* _Selection_
>>>

Old dogs...

Sep. 8th, 2018 01:23 pm
pheloniusfriar: (Default)
[personal profile] pheloniusfriar
I have been using the C programming language for startlingly close to 40 years, but I had occasion today to use three macro definition features of the C pre-processor that I have never (to my memory anyway) used before.

I wanted to automate the declaration of groups of variables I use over and over again. The variables all have different data types, a common prefix, and different suffixes, so things like "char *BOB_name;", "int BOB_count;", etc.. The problem is that if I define a substitution macro with arguments, it requires that the tag have whitespace around it, so something like "#define argh(TAG) char *TAG_name; int TAG_count" doesn't do any substitution. However, there is a feature that tells the pre-processor to concatenate the tag and whatever comes after it, and that is the "##" token:
#define argh(TAG) char *TAG ## _name; int TAG ## _count
(having the "*" right before the tag doesn't seem to be a problem). So specifying:
argh(BOB);
gives:
char *BOB_name; int BOB_count;
which is what I wanted.

<<<

* _Stored rows_
>>>

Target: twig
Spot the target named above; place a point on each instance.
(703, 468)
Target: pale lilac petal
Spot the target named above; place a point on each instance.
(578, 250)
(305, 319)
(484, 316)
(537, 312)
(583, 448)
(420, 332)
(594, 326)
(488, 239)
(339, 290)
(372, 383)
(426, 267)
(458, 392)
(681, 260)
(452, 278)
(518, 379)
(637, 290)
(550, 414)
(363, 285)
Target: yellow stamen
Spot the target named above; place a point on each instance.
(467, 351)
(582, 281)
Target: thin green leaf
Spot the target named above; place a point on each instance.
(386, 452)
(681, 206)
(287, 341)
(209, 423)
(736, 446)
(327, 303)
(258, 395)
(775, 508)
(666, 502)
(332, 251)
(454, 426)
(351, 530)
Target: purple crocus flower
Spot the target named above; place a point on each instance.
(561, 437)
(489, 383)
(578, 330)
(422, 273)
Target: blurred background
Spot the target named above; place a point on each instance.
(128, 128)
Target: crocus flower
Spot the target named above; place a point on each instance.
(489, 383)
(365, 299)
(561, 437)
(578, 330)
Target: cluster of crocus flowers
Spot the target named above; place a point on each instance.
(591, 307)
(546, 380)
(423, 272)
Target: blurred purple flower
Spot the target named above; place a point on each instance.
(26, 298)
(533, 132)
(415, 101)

<<<
>>>

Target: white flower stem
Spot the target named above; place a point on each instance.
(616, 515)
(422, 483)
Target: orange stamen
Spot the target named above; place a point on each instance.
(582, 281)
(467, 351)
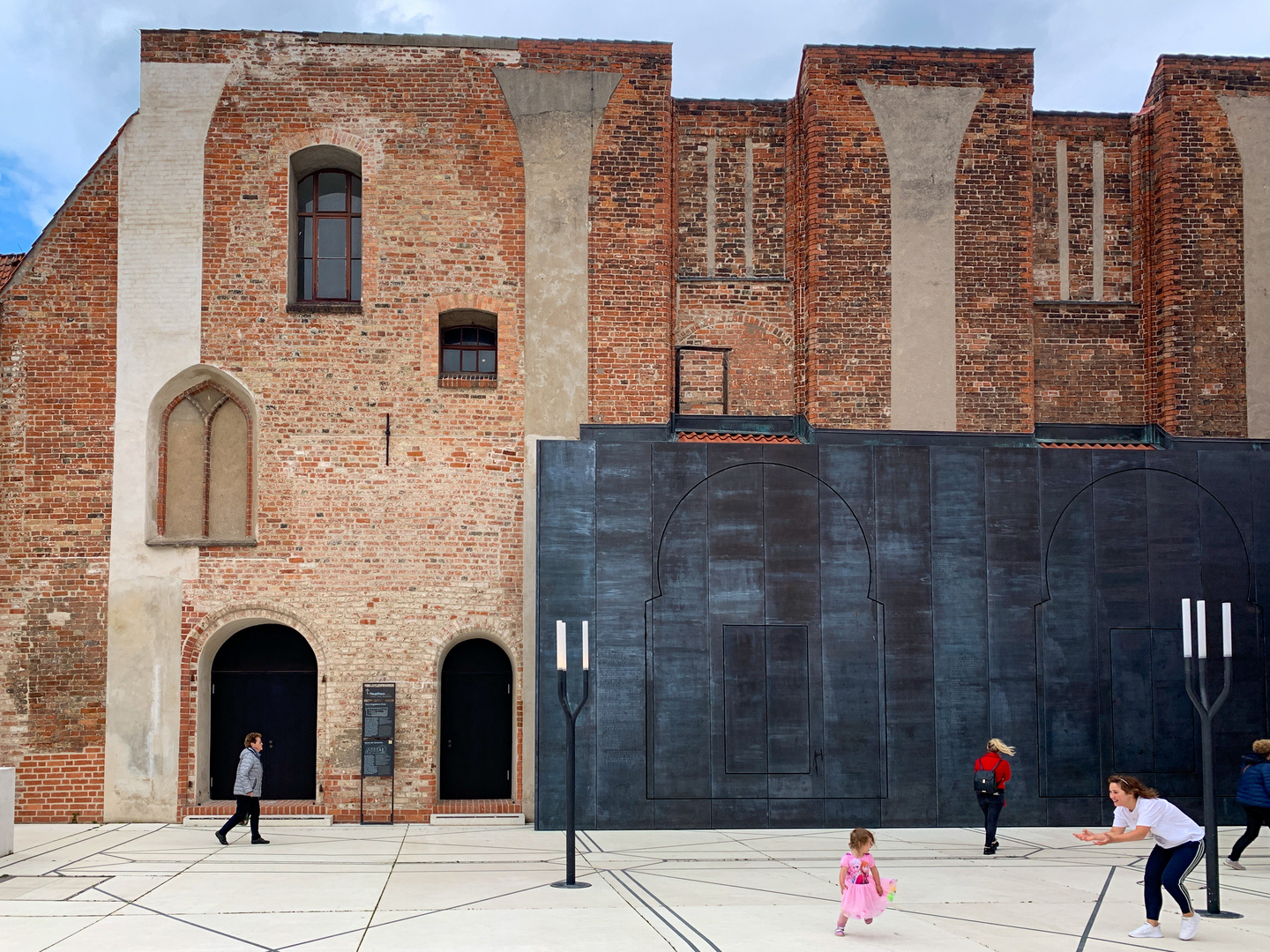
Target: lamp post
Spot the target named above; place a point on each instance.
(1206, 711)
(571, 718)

<<<

* _Instructions_
1/ Copy the passage of the post on C preprocessor macros starting with "[personal profile] pheloniusfriar" and going on through "anyway) used before.".
2/ Please proceed with the post on C preprocessor macros, picking up after its final sentence.

* _Responses by task_
1/
[personal profile] pheloniusfriar
I have been using the C programming language for startlingly close to 40 years, but I had occasion today to use three macro definition features of the C pre-processor that I have never (to my memory anyway) used before.

2/
The second thing combined two features: variable argument lists and wrapping a tag in double-quotes (which make it a string). The first is because I want to use the macro to invoke an actual variable-argument function, and the second is because the pre-processor won't do substitutions inside a string, so the "#" token before a tag in the substitution text tells it to add double quotes around the tag and put it there. The double quotes thing works well because if you specify "foo" "bar" in C, the compiler concatenates the two strings together to make "foobar", so you can make one of initial strings the tag and a properly formatted string will be produced. For the variable arguments, this has been supported since C99, but there is a subtlety that is needed to handle the case for when there are 0 arguments specified. Unfortunately, this wasn't in any specification until C++2a and gcc 8 (I'm using gcc 4.8 still). If supported, all together, this looks like:
#define spooge(TAG, search, ...) TAG ## _data = \
  find(connection, flag, TAG ## _fields, #TAG, search, __VA_OPT__(,) __VA_ARGS__)
(where the backslash indicates that the macro is continued on the next line). If I then write the following:
spooge(BOB, "where location = '%s'", location);
it expands as:
BOB_data = find(connection, flag, BOB_fields, "BOB", "where location = '%s', location);
Because of the "__VA_OPT__(,)" token, it will only put a comma in the expansion if there are arguments specified. So specifying:
spooge(BOB, "where location = 'cat tree'");
will expand as:
BOB_data = find(connection, flag, BOB_fields, "BOB", "where location = 'cat tree'");
(note the lack of comma after the "search" tag substitution). Also note that the last bit of these macros is specified without a semicolon. This is so that when the macro is invoked like any other C statement with a semicolon at the end, the substitution happens and then there's that semicolon at the end already (if you put a semicolon at the end of the macro, there would be two after the substitution, ";;", but it would be fine as the second would just be ignored, but... there's an elegance about doing it this way).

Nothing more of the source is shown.